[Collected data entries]
::::

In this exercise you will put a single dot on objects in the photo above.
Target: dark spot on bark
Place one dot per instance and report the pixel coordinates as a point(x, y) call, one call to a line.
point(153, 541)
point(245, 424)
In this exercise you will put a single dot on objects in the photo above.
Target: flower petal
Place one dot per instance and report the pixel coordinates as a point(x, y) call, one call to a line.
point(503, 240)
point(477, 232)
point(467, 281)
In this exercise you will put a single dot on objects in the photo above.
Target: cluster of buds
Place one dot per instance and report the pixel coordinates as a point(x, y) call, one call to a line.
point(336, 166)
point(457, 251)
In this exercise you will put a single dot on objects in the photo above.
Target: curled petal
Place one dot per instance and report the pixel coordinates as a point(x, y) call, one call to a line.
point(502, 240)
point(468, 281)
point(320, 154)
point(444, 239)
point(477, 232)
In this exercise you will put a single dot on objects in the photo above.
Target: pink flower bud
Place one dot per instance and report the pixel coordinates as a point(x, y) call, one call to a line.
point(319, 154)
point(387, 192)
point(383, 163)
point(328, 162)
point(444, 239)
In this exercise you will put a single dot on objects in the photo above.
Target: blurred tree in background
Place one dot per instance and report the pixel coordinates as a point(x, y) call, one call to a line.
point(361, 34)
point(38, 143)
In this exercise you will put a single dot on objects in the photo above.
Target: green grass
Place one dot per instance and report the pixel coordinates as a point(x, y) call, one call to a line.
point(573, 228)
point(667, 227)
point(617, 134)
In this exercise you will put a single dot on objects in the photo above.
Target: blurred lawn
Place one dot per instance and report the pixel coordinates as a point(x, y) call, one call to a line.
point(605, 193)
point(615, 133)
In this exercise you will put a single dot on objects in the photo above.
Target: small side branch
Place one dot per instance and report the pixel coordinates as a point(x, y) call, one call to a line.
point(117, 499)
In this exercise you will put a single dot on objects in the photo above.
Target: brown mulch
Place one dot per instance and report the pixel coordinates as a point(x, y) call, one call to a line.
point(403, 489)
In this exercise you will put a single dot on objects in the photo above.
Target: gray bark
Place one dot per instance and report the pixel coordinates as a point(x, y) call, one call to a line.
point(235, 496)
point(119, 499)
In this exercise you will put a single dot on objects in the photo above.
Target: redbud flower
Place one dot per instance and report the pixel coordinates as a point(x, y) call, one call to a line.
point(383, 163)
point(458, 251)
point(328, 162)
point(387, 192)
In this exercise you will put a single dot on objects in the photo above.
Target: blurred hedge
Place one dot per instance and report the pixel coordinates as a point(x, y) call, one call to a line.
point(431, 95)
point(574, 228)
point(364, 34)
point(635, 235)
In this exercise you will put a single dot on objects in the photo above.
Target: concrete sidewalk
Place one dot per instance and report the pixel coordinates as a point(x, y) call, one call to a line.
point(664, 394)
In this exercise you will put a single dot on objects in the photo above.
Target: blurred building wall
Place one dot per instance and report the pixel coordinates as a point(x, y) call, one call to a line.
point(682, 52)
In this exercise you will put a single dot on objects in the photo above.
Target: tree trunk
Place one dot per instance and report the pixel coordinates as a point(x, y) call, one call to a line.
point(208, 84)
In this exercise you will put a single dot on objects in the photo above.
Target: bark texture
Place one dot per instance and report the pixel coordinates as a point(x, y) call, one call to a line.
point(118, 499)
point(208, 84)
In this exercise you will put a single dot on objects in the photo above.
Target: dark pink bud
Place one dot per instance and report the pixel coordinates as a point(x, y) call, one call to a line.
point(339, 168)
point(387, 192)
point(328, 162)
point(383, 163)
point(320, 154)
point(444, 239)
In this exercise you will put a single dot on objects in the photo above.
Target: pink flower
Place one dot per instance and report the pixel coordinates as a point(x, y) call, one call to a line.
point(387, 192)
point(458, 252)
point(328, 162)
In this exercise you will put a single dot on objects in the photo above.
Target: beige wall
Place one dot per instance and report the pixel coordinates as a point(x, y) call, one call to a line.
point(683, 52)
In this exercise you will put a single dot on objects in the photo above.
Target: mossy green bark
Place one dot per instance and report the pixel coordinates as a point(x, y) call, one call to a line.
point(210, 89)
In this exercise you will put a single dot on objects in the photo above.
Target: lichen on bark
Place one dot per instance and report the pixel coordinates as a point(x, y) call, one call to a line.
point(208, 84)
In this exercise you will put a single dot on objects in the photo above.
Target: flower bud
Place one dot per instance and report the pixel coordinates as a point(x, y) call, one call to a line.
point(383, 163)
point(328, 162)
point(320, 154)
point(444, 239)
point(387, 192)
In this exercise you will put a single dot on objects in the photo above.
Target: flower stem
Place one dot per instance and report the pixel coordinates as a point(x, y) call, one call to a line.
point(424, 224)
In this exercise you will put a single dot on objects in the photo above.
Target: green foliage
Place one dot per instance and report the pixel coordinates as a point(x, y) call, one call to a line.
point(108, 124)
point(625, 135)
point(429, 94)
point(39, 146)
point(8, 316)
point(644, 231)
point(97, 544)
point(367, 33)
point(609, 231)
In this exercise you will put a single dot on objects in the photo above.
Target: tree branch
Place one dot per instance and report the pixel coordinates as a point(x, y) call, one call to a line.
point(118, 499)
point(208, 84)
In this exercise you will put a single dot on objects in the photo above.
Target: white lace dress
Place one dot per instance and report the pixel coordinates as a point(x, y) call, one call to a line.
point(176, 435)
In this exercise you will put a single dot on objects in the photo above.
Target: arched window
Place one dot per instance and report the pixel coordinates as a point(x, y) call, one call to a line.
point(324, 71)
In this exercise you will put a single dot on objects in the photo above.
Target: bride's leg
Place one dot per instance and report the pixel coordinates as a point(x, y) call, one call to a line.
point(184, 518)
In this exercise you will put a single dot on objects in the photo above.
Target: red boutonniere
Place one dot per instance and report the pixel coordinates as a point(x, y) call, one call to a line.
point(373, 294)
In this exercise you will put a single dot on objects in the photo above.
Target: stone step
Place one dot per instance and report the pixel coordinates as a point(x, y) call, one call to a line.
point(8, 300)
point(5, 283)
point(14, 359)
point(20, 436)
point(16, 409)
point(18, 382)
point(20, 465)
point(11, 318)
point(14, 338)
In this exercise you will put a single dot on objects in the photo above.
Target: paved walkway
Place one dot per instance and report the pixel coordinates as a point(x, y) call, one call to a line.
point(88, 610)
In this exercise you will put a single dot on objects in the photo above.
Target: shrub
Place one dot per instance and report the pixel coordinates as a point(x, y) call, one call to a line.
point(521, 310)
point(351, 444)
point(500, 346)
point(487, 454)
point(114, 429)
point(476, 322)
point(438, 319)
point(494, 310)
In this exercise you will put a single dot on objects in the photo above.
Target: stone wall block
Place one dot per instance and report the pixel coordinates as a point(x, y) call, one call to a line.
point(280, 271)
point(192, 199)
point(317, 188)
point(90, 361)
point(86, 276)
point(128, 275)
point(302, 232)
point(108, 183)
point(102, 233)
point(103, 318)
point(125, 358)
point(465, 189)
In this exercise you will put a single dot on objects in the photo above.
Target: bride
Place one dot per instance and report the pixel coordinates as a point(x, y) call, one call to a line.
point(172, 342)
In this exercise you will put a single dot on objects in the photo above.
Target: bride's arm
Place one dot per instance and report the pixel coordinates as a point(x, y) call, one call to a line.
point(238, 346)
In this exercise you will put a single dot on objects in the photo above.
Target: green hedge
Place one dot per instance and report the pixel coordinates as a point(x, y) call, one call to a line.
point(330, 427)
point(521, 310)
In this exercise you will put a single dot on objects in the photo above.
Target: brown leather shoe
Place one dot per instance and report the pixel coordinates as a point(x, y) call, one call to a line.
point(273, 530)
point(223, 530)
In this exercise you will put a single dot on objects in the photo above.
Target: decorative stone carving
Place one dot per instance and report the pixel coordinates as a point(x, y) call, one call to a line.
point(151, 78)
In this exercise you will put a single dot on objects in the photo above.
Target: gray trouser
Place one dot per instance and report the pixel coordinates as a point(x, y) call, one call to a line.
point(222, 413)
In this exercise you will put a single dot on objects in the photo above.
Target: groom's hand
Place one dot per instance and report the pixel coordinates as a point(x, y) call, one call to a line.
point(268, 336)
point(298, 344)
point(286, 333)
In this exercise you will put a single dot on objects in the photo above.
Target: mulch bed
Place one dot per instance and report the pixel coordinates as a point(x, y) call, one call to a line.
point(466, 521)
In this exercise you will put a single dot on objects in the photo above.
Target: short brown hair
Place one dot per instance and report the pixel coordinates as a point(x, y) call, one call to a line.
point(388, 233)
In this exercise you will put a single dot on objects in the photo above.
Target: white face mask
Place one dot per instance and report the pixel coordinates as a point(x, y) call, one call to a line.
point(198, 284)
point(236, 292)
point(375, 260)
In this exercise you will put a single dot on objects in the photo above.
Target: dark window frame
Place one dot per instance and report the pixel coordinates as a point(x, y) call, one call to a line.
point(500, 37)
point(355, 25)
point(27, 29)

::::

Gather every line in the records that contains the word "tree", and copy each of those lines in full.

Target: blurred tree in background
Target: tree trunk
Target: tree branch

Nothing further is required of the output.